_Parts of the exercise_
**a.** Pull out everything in the passage on sex education from "Sadly, not much" down to "parents was masturbation.", word for word.
**b.** According to the passage on sex education, during which years did the writer work as a sexual health educator with Toronto Public Health?

_Source passage_
Start of Block

Masturbation is psychologically harmful and addictive. It gets boys "charged up" and it made one boy in England go out and rape a girl. This is from a leader of a group opposing the new sex education curriculum in Ontario voicing his concern.
These people have some interesting ideas about human sexuality. Masturbation seems to be the big taboo. Their lack of understanding about sexuality is breathtaking and dangerous.
Sadly, not much has changed over the years. When I was a sexual health educator with Toronto Public Health from 1982 until I retired in 2003, I led parent groups on how to talk to your kids about sex.
One of the main concerns of these parents was masturbation.
They worried, "How much is too much? What if they do it in public? Can it hurt them?"
In 1994 President Bill Clinton fired his Surgeon General Dr. Joycelyn Elders, a pediatrician because she dared to suggest that masturbation should be discussed during sex education classes and that it was a normal human behaviour. This was too much for President Clinton and most Americans. For despite a daily bombardment of sex in movies, television and on the Internet, the very idea that masturbation is normal sends people running for cover.
The opponents of the new curriculum don't realize that masturbation was included in the old curriculum too. They are trying to close a barn door that was open long ago. What we used to say in puberty classes was that masturbation can't hurt you. It's a human thing to do. Some people do it and some people don't. During adolescence when sexual feelings are particularly intense you don't need to feel guilty about relieving sexual tension all by yourself. In fact nobody needs to feel guilty about touching his or her own body.

End of Block

_Data provided_
Start of Block

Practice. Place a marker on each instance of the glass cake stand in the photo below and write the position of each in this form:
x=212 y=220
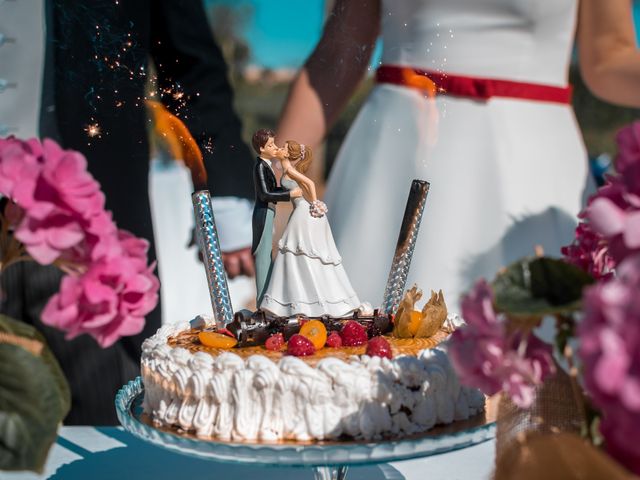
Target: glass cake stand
x=329 y=459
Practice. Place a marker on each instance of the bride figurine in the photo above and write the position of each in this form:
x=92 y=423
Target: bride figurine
x=308 y=277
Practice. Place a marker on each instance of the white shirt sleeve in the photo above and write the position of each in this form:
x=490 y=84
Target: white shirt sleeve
x=233 y=222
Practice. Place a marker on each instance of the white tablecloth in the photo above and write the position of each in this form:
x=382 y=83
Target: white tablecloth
x=108 y=453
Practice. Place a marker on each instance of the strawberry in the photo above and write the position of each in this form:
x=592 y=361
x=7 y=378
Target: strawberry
x=334 y=340
x=353 y=334
x=379 y=347
x=274 y=342
x=300 y=346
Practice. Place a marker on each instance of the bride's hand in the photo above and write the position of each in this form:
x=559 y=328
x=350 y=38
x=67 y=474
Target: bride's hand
x=318 y=209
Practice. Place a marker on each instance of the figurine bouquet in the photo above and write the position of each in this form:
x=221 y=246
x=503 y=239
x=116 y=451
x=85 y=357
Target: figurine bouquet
x=593 y=294
x=53 y=212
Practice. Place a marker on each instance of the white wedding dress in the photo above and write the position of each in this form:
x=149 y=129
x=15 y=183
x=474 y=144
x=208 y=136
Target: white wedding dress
x=308 y=276
x=506 y=174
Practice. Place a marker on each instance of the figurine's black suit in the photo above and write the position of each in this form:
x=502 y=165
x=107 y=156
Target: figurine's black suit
x=267 y=194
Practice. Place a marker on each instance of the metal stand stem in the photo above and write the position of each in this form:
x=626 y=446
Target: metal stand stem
x=333 y=472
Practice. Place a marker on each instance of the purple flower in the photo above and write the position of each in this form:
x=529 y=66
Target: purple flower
x=59 y=215
x=612 y=228
x=110 y=300
x=487 y=357
x=589 y=252
x=610 y=351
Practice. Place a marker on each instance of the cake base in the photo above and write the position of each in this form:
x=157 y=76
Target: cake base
x=252 y=394
x=441 y=439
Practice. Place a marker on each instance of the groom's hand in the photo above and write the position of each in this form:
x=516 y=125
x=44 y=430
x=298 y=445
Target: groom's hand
x=239 y=262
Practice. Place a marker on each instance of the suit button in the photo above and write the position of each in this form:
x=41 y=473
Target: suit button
x=4 y=84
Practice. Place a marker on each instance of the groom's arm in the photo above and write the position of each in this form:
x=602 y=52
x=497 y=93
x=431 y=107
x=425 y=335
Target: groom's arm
x=264 y=193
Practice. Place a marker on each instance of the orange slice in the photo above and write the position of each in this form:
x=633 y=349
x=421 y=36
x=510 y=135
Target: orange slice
x=315 y=331
x=414 y=323
x=216 y=340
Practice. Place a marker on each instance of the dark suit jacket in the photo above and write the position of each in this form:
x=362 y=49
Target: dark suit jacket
x=99 y=56
x=267 y=191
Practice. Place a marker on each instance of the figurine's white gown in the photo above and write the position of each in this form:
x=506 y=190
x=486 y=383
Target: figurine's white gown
x=505 y=174
x=308 y=276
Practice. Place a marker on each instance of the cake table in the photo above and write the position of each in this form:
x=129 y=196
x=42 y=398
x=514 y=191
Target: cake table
x=330 y=460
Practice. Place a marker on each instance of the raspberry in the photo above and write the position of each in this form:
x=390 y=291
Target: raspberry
x=379 y=347
x=224 y=331
x=334 y=340
x=300 y=346
x=353 y=334
x=373 y=331
x=274 y=342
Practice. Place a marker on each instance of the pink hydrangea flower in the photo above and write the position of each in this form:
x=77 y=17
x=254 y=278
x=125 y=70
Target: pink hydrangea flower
x=487 y=357
x=60 y=216
x=107 y=302
x=19 y=169
x=57 y=194
x=589 y=252
x=612 y=229
x=610 y=351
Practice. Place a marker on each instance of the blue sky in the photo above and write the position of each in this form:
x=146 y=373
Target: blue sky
x=282 y=33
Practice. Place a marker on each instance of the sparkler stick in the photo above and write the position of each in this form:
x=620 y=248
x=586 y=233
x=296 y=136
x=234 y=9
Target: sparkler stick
x=406 y=244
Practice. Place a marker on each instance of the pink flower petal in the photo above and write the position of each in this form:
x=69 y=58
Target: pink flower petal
x=605 y=217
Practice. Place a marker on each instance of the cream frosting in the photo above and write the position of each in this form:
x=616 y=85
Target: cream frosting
x=368 y=398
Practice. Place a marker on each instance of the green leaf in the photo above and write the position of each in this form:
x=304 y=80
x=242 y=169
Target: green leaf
x=34 y=398
x=539 y=286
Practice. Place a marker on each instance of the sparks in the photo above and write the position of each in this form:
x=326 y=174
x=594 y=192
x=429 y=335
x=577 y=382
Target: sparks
x=93 y=130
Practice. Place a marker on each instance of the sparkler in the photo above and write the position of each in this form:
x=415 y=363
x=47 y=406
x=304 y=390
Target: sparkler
x=406 y=244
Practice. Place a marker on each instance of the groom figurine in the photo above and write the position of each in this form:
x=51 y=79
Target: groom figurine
x=268 y=193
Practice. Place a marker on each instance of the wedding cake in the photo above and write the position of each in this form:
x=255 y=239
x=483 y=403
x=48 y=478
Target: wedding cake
x=311 y=363
x=369 y=389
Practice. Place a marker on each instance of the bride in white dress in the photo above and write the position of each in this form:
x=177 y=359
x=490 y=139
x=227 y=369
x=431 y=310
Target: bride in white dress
x=507 y=171
x=308 y=276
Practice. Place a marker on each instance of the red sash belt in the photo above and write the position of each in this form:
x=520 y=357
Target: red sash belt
x=471 y=87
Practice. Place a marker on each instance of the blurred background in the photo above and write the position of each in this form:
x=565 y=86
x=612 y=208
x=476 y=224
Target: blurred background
x=266 y=41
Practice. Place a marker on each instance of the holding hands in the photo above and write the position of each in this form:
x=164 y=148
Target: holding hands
x=318 y=209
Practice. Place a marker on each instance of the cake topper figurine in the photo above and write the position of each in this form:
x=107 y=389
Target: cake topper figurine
x=268 y=193
x=307 y=276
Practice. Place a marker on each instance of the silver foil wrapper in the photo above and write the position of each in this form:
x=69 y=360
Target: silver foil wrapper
x=397 y=281
x=207 y=236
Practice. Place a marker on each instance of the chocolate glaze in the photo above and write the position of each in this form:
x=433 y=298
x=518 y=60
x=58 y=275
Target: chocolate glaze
x=253 y=328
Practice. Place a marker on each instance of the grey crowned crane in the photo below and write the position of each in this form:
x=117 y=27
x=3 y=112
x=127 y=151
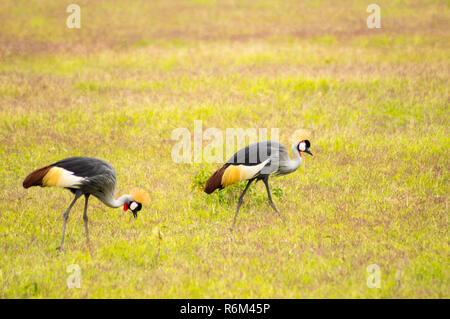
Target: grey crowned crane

End of Block

_Solutions by task_
**a.**
Sadly, not much has changed over the years. When I was a sexual health educator with Toronto Public Health from 1982 until I retired in 2003, I led parent groups on how to talk to your kids about sex.
One of the main concerns of these parents was masturbation.

**b.** From 1982 until retiring in 2003.